Question

state and prove pyathagoras theorem

Answer 1

The Pythagorean Theorem states that, in a right triangle, the square of a (a2) plus the square of b (b2) is equal to the square of c (c2):a2 + b2 = c2
or Hypoteneous 2= perpendicular 2+ base 2
Note: 2 means square

Answer 2

THEOREM:  in a right angled triangle,the square of the hypotenuse is equalto the sum of the squares of the other two sides
GIVEN:in ΔABC,
           angleABC=90degree
TO PROVE: AC²=AB²+BC²
CONS:draw a perpendicular BD  from the vertex B,to the side AC. A-D-C.

OBJECTIVES:
1. Copy the passage of the Pythagorean theorem thread from "THEOREM:  in a" up to and including "side AC. A-D-C.".
2. Write the next part of the Pythagorean theorem thread, picking up right after its final sentence.

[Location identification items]
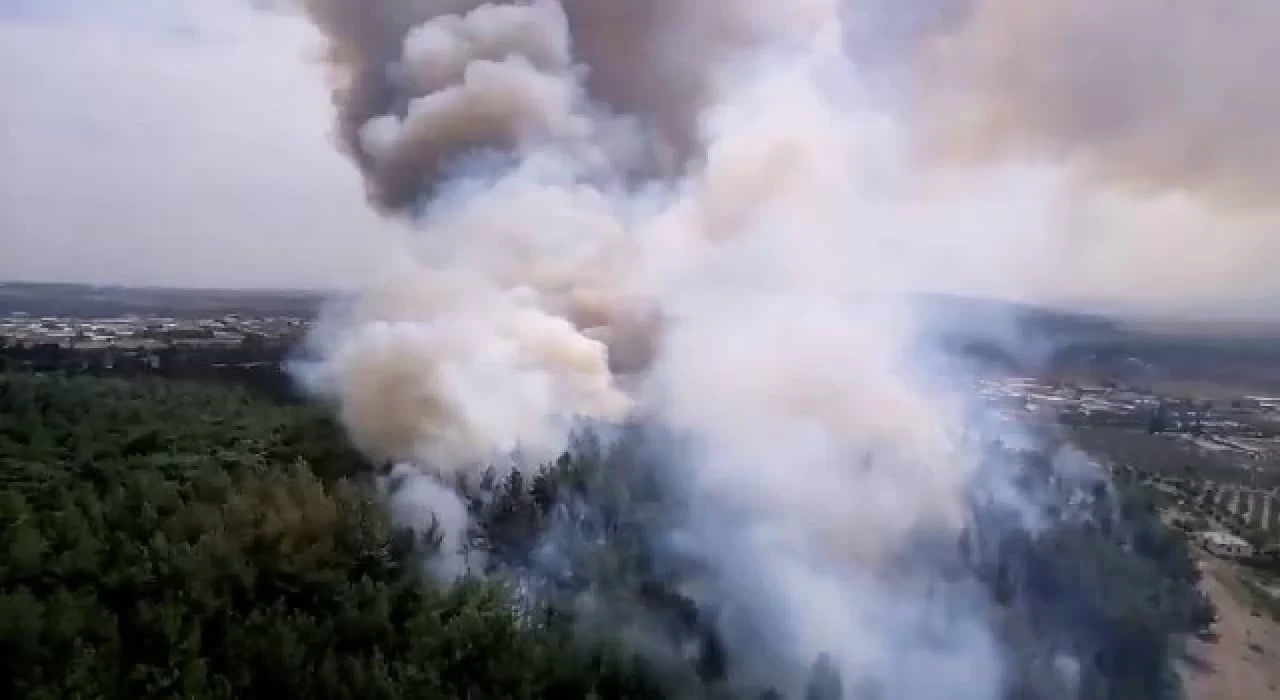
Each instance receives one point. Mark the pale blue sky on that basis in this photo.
(172, 142)
(186, 142)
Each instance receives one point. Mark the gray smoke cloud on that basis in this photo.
(709, 215)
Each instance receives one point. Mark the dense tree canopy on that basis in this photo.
(170, 539)
(178, 539)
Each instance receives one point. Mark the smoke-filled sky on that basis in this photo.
(172, 142)
(187, 142)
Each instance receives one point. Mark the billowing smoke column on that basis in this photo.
(709, 215)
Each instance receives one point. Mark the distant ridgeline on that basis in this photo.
(181, 539)
(91, 301)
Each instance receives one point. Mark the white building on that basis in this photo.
(1226, 545)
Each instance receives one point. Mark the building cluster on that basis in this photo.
(1244, 426)
(145, 332)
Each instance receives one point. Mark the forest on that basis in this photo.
(195, 539)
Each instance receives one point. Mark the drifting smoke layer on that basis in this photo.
(688, 213)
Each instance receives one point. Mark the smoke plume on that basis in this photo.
(713, 216)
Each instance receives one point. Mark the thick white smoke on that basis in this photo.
(727, 252)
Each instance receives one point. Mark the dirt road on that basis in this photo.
(1244, 662)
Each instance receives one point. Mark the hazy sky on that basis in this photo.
(173, 142)
(186, 142)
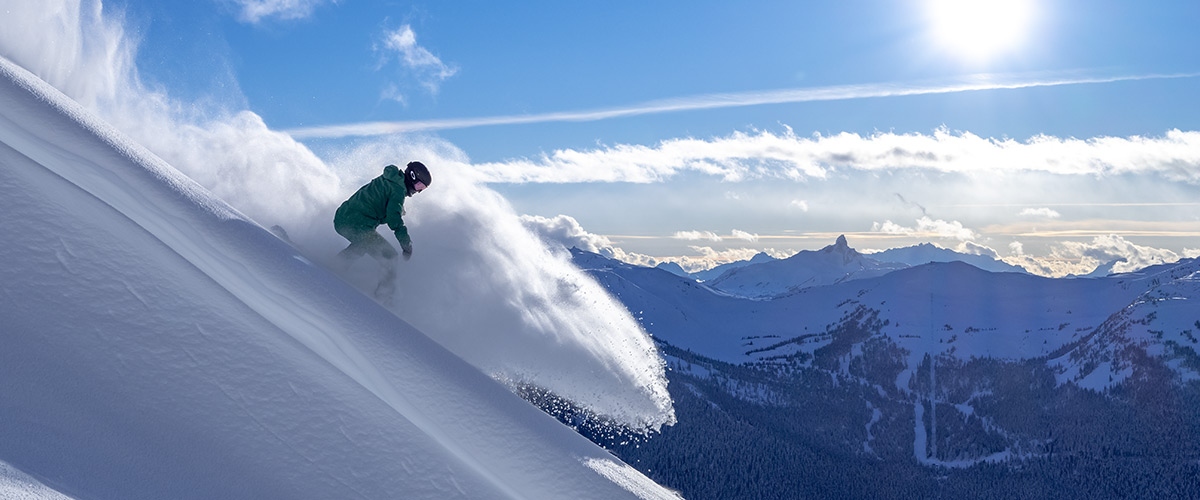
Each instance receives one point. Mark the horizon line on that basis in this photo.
(707, 101)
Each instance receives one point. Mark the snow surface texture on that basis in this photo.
(160, 345)
(479, 283)
(16, 485)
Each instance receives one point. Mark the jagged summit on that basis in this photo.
(843, 248)
(833, 264)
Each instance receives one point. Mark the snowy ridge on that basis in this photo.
(1162, 323)
(833, 264)
(925, 253)
(160, 345)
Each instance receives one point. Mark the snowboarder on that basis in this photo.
(381, 202)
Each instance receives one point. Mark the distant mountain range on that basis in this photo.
(765, 276)
(934, 380)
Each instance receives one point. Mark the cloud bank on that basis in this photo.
(480, 283)
(1174, 156)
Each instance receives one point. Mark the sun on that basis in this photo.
(979, 30)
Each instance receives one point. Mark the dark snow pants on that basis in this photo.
(365, 241)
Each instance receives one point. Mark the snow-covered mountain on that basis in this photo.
(715, 272)
(156, 344)
(833, 264)
(925, 253)
(940, 380)
(1162, 324)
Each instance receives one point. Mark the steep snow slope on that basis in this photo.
(156, 344)
(1163, 323)
(925, 253)
(947, 307)
(715, 272)
(833, 264)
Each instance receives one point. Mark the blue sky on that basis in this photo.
(706, 131)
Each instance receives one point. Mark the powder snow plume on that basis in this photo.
(479, 283)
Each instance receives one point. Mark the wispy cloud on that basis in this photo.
(743, 235)
(419, 62)
(714, 101)
(928, 227)
(256, 11)
(697, 235)
(1041, 212)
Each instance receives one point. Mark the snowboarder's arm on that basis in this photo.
(396, 223)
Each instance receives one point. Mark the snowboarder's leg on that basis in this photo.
(359, 239)
(387, 287)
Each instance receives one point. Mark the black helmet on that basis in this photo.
(417, 178)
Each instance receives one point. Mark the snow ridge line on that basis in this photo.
(113, 188)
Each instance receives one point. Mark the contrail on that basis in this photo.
(708, 101)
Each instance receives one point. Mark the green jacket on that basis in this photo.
(381, 202)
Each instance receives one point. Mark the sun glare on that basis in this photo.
(979, 29)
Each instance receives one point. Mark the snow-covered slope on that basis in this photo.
(833, 264)
(925, 253)
(1163, 323)
(156, 344)
(715, 272)
(949, 308)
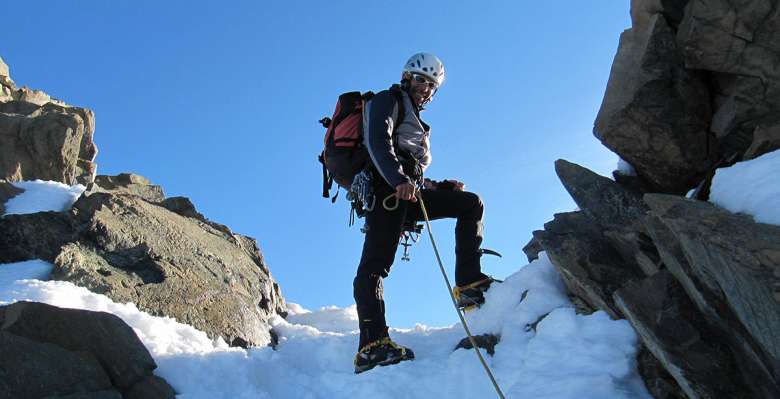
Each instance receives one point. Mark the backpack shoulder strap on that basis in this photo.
(399, 98)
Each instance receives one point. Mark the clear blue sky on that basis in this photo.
(219, 102)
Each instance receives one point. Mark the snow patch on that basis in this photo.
(41, 196)
(565, 356)
(751, 187)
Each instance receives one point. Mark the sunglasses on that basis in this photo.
(423, 80)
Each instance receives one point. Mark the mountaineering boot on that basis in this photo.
(472, 296)
(381, 353)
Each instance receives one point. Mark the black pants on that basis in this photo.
(382, 236)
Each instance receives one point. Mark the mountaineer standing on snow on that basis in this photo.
(400, 153)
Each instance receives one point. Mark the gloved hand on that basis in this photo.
(449, 184)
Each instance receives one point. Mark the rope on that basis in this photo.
(454, 302)
(388, 198)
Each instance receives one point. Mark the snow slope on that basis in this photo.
(565, 356)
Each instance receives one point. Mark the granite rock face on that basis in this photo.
(700, 285)
(695, 85)
(50, 351)
(43, 138)
(201, 273)
(655, 113)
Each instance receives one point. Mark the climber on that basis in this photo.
(399, 153)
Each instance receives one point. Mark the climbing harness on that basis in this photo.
(454, 302)
(362, 191)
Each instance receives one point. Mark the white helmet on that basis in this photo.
(426, 64)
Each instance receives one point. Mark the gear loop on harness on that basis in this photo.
(388, 198)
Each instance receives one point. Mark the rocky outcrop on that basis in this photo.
(127, 183)
(54, 352)
(672, 329)
(34, 236)
(168, 264)
(700, 285)
(43, 138)
(656, 113)
(7, 191)
(729, 266)
(694, 85)
(737, 43)
(124, 239)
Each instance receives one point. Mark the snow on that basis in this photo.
(751, 187)
(566, 356)
(42, 196)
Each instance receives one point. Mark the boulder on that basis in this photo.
(4, 69)
(642, 11)
(766, 139)
(47, 142)
(76, 339)
(618, 211)
(671, 328)
(7, 191)
(32, 369)
(590, 267)
(655, 113)
(34, 236)
(739, 43)
(532, 249)
(7, 86)
(199, 272)
(658, 381)
(729, 266)
(487, 342)
(127, 183)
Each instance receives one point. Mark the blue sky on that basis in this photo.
(220, 102)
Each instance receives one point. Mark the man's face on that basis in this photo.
(421, 88)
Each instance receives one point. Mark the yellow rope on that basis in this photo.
(454, 302)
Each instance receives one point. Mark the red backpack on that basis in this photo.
(345, 155)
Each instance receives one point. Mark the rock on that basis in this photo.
(7, 86)
(32, 369)
(602, 199)
(589, 265)
(618, 211)
(766, 139)
(642, 11)
(69, 353)
(487, 342)
(738, 43)
(107, 394)
(670, 327)
(729, 266)
(7, 191)
(532, 249)
(127, 183)
(34, 236)
(655, 113)
(4, 69)
(151, 387)
(658, 381)
(136, 251)
(105, 336)
(48, 142)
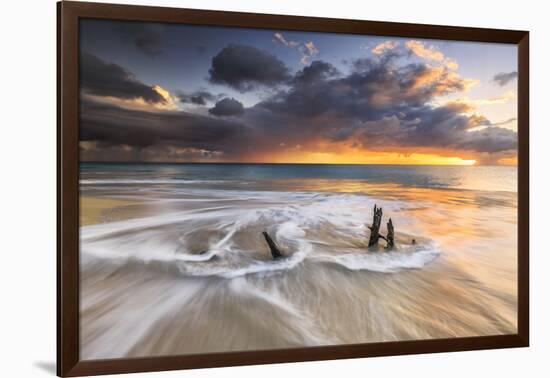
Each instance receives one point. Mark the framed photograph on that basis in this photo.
(239, 188)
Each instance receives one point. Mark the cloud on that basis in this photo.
(146, 37)
(423, 51)
(497, 100)
(280, 38)
(379, 105)
(504, 78)
(307, 50)
(315, 72)
(110, 125)
(246, 68)
(197, 97)
(227, 107)
(384, 46)
(100, 78)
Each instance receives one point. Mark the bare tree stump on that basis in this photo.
(390, 237)
(275, 251)
(375, 228)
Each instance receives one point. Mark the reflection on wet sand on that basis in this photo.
(147, 290)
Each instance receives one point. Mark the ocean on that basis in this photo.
(173, 260)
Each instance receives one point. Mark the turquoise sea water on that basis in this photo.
(174, 261)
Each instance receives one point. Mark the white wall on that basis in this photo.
(27, 148)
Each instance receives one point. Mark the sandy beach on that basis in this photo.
(183, 269)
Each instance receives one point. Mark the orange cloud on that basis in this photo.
(381, 47)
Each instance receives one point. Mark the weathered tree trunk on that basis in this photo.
(390, 237)
(275, 251)
(375, 228)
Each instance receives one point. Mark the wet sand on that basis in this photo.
(157, 295)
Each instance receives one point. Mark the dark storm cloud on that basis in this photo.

OUTPUTS BY TASK:
1.
THEOREM:  in a right angled triangle,the square of the hypotenuse is equalto the sum of the squares of the other two sides
GIVEN:in ΔABC,
           angleABC=90degree
TO PROVE: AC²=AB²+BC²
CONS:draw a perpendicular BD  from the vertex B,to the side AC. A-D-C.

2.
PROOF:in right angled ΔABC,
            seg BD is perpendicular hyp AC
.:by similarity in right angled Δ,
ΔABC IS SIMILAR TO ΔADB IS SIMILAR TO ΔBDC
NOW, ΔABC SIMILAR ΔADB
.:AB/AD=AC/AB              (csct)
.:AB²=AC *AD                           (1)
ALSO,ΔABC SIMILAR ΔBDC
.:BC/DC=AC/BC             (csct)
.:BC²=DC*AC                             (2)
from 1 and 2,
AB²+BC²=AC*AD+AC*DC
             =AC*(AD+DC)
             =AC*AC                         (A-D-C)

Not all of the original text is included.